Preguntas:
1. Copia del relato el trozo que empieza en las palabras "Soy el segundo" y termina después de "y al prójimo.".
2. Según el relato, ¿por qué sus compañeros de colegio lo llamaban Fran «el curilla»? Contesta en una a tres frases.

Texto de referencia:
━━━━━━━━━━━━━━━━━━━━
“¿Qué hace un chico como tú en un sitio como éste?”
Soy el segundo de tres hermanos, hijos queridísimos de unos padres que son una bendición, y que nos enseñaron desde muy niños el amor a Dios y al prójimo.
La presencia de mi tío abuelo José Manuel y mi tío Jacinto, sacerdotes ambos, me daba una mirada singular sobre esta vocación. Yo veía que mis tíos eran cariñosos con todos, que jugaban con nosotros hasta rendirlos, gastaban bromas, contaban chistes y anécdotas interminables, rezaban con todos y a solas. Con el tiempo me di cuenta de que este trato estrecho y tan natural no era habitual para el resto de mis amigos. Dos recuerdos guardo como un tesoro de la figura del sacerdote en mi niñez, dos imágenes que provocan una inmensa atracción hacia la vocación sacerdotal: el sacerdote de mi parroquia durante la consagración y mi tío Jacinto rodeado de jóvenes en la parroquia.
No recuerdo a qué edad, comencé a decir que quería ser sacerdote. Cada vez que en el colegio el maestro preguntaba qué queríamos ser de mayores, mis amigos contestaban: futbolista, médico, bombero, policía… Yo dentro de mí decía: “yo también quiero ser futbolista, médico, etc.” Pero al llegar mi turno de contestar, nacía la respuesta de forma espontanea: “yo quiero ser cura”. Así me quedé con el apodo de Fran “el curilla” entre mis compañeros.
Mis padres, mi familia, no hicieron problema y ni alarde de la expresión de mi deseo. A la edad de doce años una tarde mi padre comenzó a hablar conmigo sobre la vocación. Aquella charla terminó con estas palabras de mi padre: “no basta que tú quieras ser cura, tiene que querer Dios que seas cura, y existe un lugar en que te pueden ayudar a saber si Dios lo quiere, se llama Seminario Menor. ¿Quieres que vayamos?”.
━━━━━━━━━━━━━━━━━━━━
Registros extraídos

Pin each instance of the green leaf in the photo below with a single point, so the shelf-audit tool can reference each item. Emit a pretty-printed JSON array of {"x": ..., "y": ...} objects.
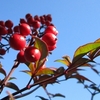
[
  {"x": 12, "y": 86},
  {"x": 45, "y": 71},
  {"x": 2, "y": 71},
  {"x": 41, "y": 45},
  {"x": 83, "y": 50},
  {"x": 65, "y": 62}
]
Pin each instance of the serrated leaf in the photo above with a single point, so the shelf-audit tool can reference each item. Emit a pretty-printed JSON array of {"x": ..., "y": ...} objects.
[
  {"x": 2, "y": 71},
  {"x": 31, "y": 67},
  {"x": 11, "y": 78},
  {"x": 95, "y": 70},
  {"x": 44, "y": 77},
  {"x": 12, "y": 86},
  {"x": 80, "y": 62},
  {"x": 58, "y": 95},
  {"x": 27, "y": 72},
  {"x": 42, "y": 98},
  {"x": 67, "y": 58},
  {"x": 45, "y": 71},
  {"x": 83, "y": 50},
  {"x": 65, "y": 62},
  {"x": 41, "y": 45},
  {"x": 81, "y": 78}
]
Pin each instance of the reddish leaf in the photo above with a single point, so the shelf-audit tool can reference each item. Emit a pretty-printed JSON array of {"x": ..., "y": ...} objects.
[
  {"x": 65, "y": 62},
  {"x": 81, "y": 78},
  {"x": 41, "y": 45},
  {"x": 45, "y": 71},
  {"x": 12, "y": 86},
  {"x": 42, "y": 98},
  {"x": 80, "y": 62},
  {"x": 28, "y": 72}
]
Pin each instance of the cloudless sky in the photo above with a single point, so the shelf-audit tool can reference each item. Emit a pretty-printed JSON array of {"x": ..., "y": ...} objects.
[{"x": 78, "y": 23}]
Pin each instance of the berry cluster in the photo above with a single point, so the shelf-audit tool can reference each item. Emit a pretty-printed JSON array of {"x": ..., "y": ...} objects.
[{"x": 20, "y": 37}]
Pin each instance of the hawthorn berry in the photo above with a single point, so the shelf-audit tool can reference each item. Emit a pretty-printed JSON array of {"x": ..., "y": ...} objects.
[
  {"x": 17, "y": 41},
  {"x": 2, "y": 51},
  {"x": 24, "y": 29},
  {"x": 2, "y": 23},
  {"x": 51, "y": 29},
  {"x": 22, "y": 20},
  {"x": 28, "y": 15},
  {"x": 51, "y": 48},
  {"x": 50, "y": 39},
  {"x": 32, "y": 54},
  {"x": 16, "y": 28},
  {"x": 3, "y": 30},
  {"x": 20, "y": 57},
  {"x": 36, "y": 24},
  {"x": 9, "y": 24},
  {"x": 30, "y": 20}
]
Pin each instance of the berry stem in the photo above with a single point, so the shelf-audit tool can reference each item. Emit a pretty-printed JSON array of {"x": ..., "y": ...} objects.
[{"x": 8, "y": 76}]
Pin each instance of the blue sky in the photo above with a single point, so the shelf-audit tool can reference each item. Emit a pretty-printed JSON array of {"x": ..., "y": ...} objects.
[{"x": 78, "y": 23}]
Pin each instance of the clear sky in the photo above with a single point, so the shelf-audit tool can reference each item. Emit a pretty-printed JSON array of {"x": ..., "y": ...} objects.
[{"x": 78, "y": 22}]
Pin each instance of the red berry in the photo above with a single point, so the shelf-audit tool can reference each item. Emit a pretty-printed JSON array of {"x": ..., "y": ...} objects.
[
  {"x": 10, "y": 31},
  {"x": 17, "y": 41},
  {"x": 47, "y": 23},
  {"x": 42, "y": 20},
  {"x": 30, "y": 20},
  {"x": 48, "y": 17},
  {"x": 28, "y": 15},
  {"x": 50, "y": 39},
  {"x": 24, "y": 29},
  {"x": 32, "y": 54},
  {"x": 2, "y": 23},
  {"x": 2, "y": 51},
  {"x": 16, "y": 29},
  {"x": 51, "y": 48},
  {"x": 9, "y": 24},
  {"x": 36, "y": 17},
  {"x": 20, "y": 57},
  {"x": 51, "y": 29},
  {"x": 3, "y": 30},
  {"x": 36, "y": 24}
]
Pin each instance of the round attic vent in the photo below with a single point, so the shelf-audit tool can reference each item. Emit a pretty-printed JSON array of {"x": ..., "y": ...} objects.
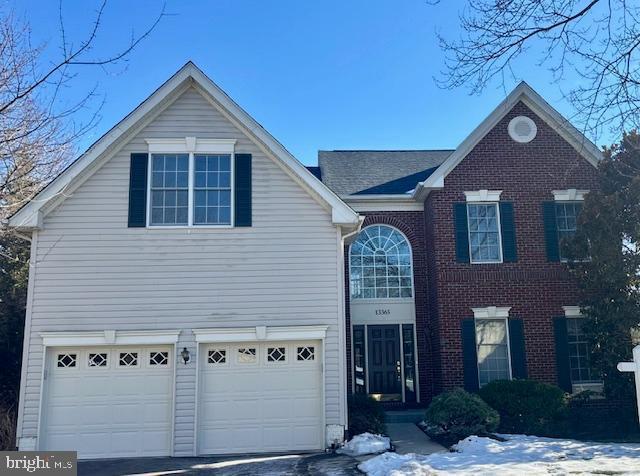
[{"x": 522, "y": 129}]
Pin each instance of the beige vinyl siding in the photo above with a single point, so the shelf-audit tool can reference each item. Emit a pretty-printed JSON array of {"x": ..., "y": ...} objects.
[{"x": 94, "y": 273}]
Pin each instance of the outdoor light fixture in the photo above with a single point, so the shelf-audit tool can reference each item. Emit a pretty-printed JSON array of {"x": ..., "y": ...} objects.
[{"x": 185, "y": 355}]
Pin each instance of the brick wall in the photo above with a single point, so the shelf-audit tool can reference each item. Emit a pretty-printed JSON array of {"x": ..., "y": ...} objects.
[{"x": 534, "y": 288}]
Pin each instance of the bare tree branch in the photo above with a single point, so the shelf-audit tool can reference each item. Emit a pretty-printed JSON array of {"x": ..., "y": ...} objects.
[{"x": 591, "y": 45}]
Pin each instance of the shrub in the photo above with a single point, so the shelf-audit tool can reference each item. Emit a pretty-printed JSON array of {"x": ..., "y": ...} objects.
[
  {"x": 526, "y": 406},
  {"x": 365, "y": 415},
  {"x": 454, "y": 415}
]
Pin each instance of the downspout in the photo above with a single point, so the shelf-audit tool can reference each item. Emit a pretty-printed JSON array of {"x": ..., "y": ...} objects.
[{"x": 342, "y": 328}]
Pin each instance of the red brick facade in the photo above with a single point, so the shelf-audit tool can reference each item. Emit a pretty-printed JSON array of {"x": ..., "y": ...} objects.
[{"x": 534, "y": 288}]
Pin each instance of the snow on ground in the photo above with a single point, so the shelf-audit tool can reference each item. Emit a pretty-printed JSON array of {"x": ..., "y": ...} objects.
[
  {"x": 365, "y": 444},
  {"x": 518, "y": 455}
]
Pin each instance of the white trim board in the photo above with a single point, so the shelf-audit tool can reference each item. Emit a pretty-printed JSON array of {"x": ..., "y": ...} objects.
[
  {"x": 570, "y": 195},
  {"x": 483, "y": 196},
  {"x": 260, "y": 333},
  {"x": 31, "y": 215},
  {"x": 490, "y": 312},
  {"x": 109, "y": 337},
  {"x": 383, "y": 203},
  {"x": 525, "y": 93}
]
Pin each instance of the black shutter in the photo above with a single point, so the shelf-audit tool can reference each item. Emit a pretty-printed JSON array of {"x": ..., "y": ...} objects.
[
  {"x": 508, "y": 231},
  {"x": 469, "y": 355},
  {"x": 550, "y": 231},
  {"x": 517, "y": 348},
  {"x": 138, "y": 190},
  {"x": 462, "y": 232},
  {"x": 242, "y": 190},
  {"x": 562, "y": 353}
]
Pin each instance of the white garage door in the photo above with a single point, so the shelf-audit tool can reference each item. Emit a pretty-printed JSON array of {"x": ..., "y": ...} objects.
[
  {"x": 260, "y": 397},
  {"x": 108, "y": 402}
]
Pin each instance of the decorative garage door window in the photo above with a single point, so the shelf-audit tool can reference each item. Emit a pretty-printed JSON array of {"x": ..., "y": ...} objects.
[
  {"x": 158, "y": 358},
  {"x": 380, "y": 264},
  {"x": 217, "y": 356},
  {"x": 97, "y": 360},
  {"x": 306, "y": 353},
  {"x": 276, "y": 354},
  {"x": 128, "y": 359},
  {"x": 67, "y": 360},
  {"x": 247, "y": 355}
]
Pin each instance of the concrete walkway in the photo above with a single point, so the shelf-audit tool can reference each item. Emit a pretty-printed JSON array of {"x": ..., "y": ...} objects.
[{"x": 408, "y": 438}]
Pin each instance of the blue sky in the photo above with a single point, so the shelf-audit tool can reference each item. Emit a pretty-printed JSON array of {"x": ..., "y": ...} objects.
[{"x": 330, "y": 74}]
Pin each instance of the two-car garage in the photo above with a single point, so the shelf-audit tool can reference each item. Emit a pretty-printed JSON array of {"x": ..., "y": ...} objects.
[
  {"x": 118, "y": 401},
  {"x": 260, "y": 397}
]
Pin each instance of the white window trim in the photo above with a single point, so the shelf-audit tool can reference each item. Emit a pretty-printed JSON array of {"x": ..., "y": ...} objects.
[
  {"x": 483, "y": 196},
  {"x": 499, "y": 218},
  {"x": 108, "y": 337},
  {"x": 190, "y": 146},
  {"x": 493, "y": 313},
  {"x": 387, "y": 300},
  {"x": 574, "y": 312},
  {"x": 252, "y": 334},
  {"x": 569, "y": 195}
]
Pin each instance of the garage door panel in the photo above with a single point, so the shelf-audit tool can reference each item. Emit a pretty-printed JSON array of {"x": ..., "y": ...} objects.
[
  {"x": 273, "y": 404},
  {"x": 111, "y": 411}
]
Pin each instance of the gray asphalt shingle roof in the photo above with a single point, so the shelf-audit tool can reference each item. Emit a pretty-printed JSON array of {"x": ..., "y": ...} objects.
[{"x": 348, "y": 172}]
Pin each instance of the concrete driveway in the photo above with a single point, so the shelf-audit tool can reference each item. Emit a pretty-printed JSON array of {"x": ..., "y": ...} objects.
[{"x": 289, "y": 465}]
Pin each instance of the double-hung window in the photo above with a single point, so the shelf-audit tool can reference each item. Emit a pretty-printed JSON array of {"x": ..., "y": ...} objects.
[
  {"x": 212, "y": 189},
  {"x": 190, "y": 186},
  {"x": 169, "y": 189},
  {"x": 484, "y": 232},
  {"x": 492, "y": 347}
]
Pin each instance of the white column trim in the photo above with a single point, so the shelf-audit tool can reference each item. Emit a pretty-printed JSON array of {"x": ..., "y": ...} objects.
[
  {"x": 491, "y": 312},
  {"x": 483, "y": 196},
  {"x": 569, "y": 195},
  {"x": 109, "y": 337},
  {"x": 252, "y": 334}
]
━━━━━━━━━━━━━━━━━━━━
Resultados del ejercicio:
1.
Soy el segundo de tres hermanos, hijos queridísimos de unos padres que son una bendición, y que nos enseñaron desde muy niños el amor a Dios y al prójimo.

2. Cada vez que el maestro preguntaba en el colegio qué querían ser de mayores, él contestaba sin pensarlo: «yo quiero ser cura». Por eso se quedó con ese apodo entre sus compañeros.